Excerpted passage:
►
Manufacturing Leaders Discuss State of Economy

Wed April 15, 2009 - Northeast Edition
Giles Lambertson




The recession of 2009 has construction industry manufacturers fine-tuning their business plans to ensure that when the economy bounces back, sales of their product lines will rebound as well.

Three manufacturing executives who accepted a request by Construction Equipment Guide (CEG) for a question-and-answer exercise, are, of course, keenly interested in the impact of the Obama administration’s infrastructure stimulus policy. Generally, they hope that it will boost construction activity and sales, though cash flow problems in the interim are difficult and tax policies seem problematic.

They acknowledge that some operational theories about the benefits of a global economy are being tested in this worldwide downturn. As Terex Corp. Chairman and CEO Ron DeFeo noted, because the world’s economies are closely joined for good or ill, economic struggles on other continents actually “exacerbated the recessionary effects we were feeling” in the United States.
◄
Information given:
►
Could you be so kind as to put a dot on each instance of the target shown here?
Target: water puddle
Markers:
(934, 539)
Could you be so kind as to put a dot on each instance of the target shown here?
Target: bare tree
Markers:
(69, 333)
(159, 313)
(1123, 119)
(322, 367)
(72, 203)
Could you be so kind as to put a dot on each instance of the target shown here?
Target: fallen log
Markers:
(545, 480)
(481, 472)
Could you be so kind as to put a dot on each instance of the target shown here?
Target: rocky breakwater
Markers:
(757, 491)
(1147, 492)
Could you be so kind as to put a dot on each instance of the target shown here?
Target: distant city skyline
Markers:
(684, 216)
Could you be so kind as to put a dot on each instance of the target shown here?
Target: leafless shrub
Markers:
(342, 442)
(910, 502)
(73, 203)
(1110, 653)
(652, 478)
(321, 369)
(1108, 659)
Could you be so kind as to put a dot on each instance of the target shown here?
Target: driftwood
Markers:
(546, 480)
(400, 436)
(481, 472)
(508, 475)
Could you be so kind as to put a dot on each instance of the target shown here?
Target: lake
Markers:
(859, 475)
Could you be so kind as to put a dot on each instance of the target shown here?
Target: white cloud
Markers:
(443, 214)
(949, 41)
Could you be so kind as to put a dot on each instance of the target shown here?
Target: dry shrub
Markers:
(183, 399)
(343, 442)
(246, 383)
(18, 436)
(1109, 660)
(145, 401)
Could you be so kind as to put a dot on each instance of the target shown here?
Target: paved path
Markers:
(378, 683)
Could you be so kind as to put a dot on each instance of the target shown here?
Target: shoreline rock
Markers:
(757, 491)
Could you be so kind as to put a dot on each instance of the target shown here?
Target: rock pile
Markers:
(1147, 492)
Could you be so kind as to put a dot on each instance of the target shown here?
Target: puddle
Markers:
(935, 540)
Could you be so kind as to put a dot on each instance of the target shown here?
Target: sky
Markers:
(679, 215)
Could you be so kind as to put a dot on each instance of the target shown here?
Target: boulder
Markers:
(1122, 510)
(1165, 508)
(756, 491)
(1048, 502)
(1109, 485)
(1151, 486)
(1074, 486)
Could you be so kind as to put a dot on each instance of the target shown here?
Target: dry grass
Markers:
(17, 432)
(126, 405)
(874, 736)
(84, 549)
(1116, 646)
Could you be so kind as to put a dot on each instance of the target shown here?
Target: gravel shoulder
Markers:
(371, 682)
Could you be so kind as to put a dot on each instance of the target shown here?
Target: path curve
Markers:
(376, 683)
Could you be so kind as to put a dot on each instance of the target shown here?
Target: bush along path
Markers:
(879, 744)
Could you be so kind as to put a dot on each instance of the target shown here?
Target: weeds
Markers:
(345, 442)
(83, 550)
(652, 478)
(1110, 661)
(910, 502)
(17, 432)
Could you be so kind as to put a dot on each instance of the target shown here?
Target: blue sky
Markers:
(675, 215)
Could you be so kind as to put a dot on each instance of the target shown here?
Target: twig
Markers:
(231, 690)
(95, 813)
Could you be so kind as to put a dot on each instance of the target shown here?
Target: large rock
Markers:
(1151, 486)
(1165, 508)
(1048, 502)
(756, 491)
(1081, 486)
◄
Tasks for this exercise:
A – Reproduce the passage of the manufacturing leaders article that opens with the words containing "Three manufacturing executives" and closes with "policies seem problematic.".
B – Pick up the manufacturing leaders article right after its final sentence and keep writing it.

Answers to the exercise:
A –
Three manufacturing executives who accepted a request by Construction Equipment Guide (CEG) for a question-and-answer exercise, are, of course, keenly interested in the impact of the Obama administration’s infrastructure stimulus policy. Generally, they hope that it will boost construction activity and sales, though cash flow problems in the interim are difficult and tax policies seem problematic.

B –
The company officials also touch on the subject of “bellwether machines,” that is, pieces of equipment in product lines that are sensitive to marketplace fluctuations, giving early warning of economic changes ahead.

Joining DeFeo in answering the questions submitted by CEG editors are Don Johnson of Caterpillar Inc.’s Business Intelligence Group and Goran Lindgren, president and CEO of Volvo Construction Equipment North America Inc.

CEG: The economic cycle periodically produces recessions. Even so, companies sometimes do not prepare for them and suffer more dire consequences than they otherwise might. In its long-term planning, how does your company anticipate and prepare for cyclical downturns?

DeFeo: Construction equipment manufacturing is a cyclical business, but what we saw in 2008 was really a tale of two years. It was as if a light switch had been turned off some time in the third quarter. Our businesses did not anticipate the quick onset or severity of the downturn, for the most part, and we had to make rather dramatic manufacturing shutdowns to compensate.

To answer your question directly, we do many things to be flexible as a manufacturer, such as employing temporary workers and outsourcing components. We are not very vertically integrated. As one notable example, we buy engines as opposed to making them ourselves. However, it is our emphasis on lean manufacturing that serves us best in good times and bad.

Johnson: For several years, we have had trough-planning exercises in which business units develop plans as to how they would react to a recession. We have also spent time trying to identify factors that would suggest a downturn is developing.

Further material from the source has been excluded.